» **PASSAGE TO READ**
........

After completing his Ph.D., he was an RF IC Designer with Burkana Wireless (now Qualcomm), and Intel Corporation, Hillsboro, OR, USA, for several years. In 2009, he joined the University of Washington, Seattle, WA, USA, as a Faculty Member, where he is currently an Associate Professor of electrical engineering. He is an Active Member with the Center for Neural Technology (CNT), NSF Engineering Research Center (ERC), University of Washington, Seattle, WA, USA. He is a Co-Director of the Center for Design of Analog-Digital Integrated Circuits (CDADIC). His research interests include topics in RF and millimeter-wave (mm-wave) integrated circuits design for communication systems, in addition to biomedical electronics for imaging and neural interface applications.

........

» **DATA**
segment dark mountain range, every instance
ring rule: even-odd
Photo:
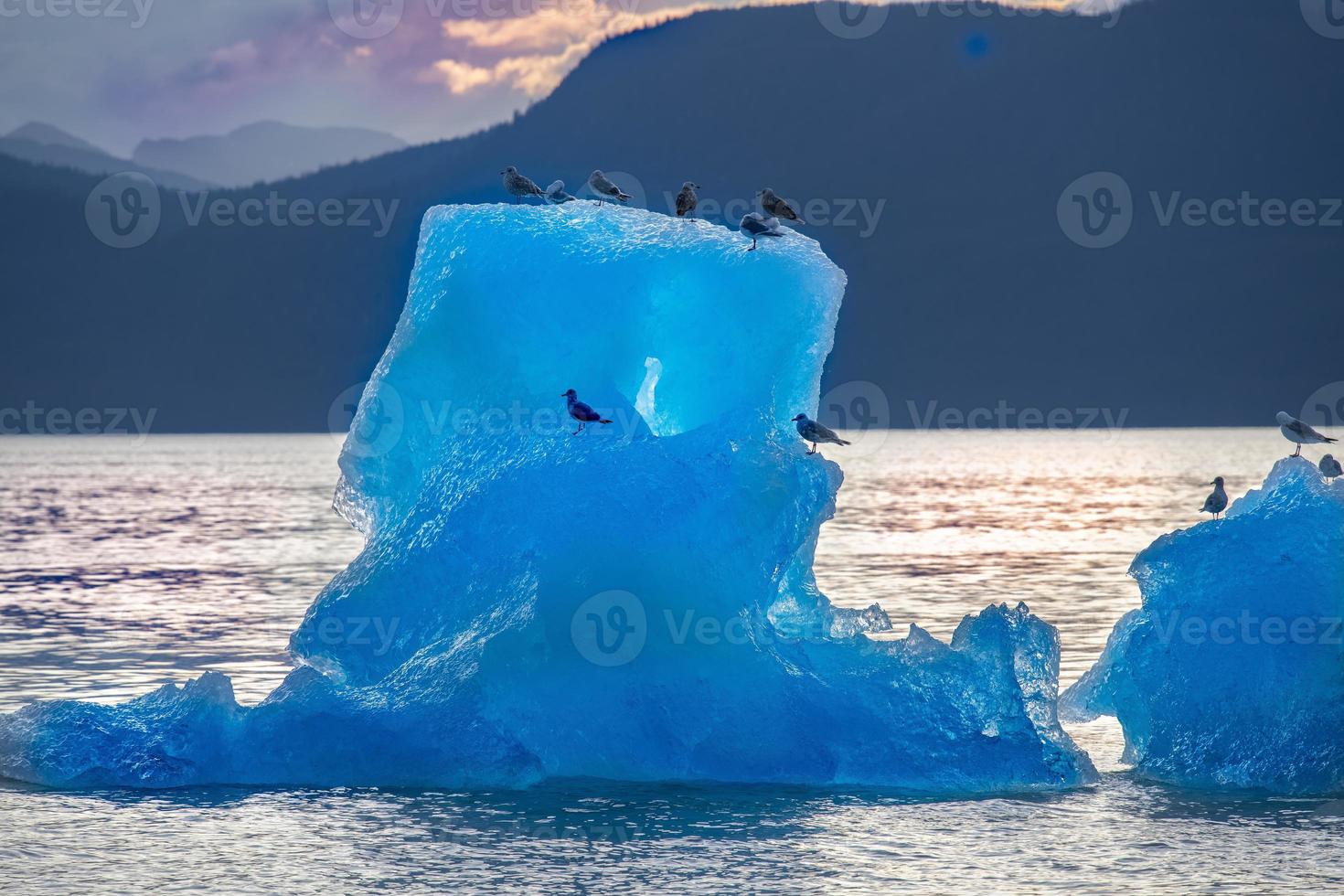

........

» **WORK INSTRUCTION**
Print the biography above from "After completing his" to "neural interface applications.".

» **FINISHED EXERCISE**
After completing his Ph.D., he was an RF IC Designer with Burkana Wireless (now Qualcomm), and Intel Corporation, Hillsboro, OR, USA, for several years. In 2009, he joined the University of Washington, Seattle, WA, USA, as a Faculty Member, where he is currently an Associate Professor of electrical engineering. He is an Active Member with the Center for Neural Technology (CNT), NSF Engineering Research Center (ERC), University of Washington, Seattle, WA, USA. He is a Co-Director of the Center for Design of Analog-Digital Integrated Circuits (CDADIC). His research interests include topics in RF and millimeter-wave (mm-wave) integrated circuits design for communication systems, in addition to biomedical electronics for imaging and neural interface applications.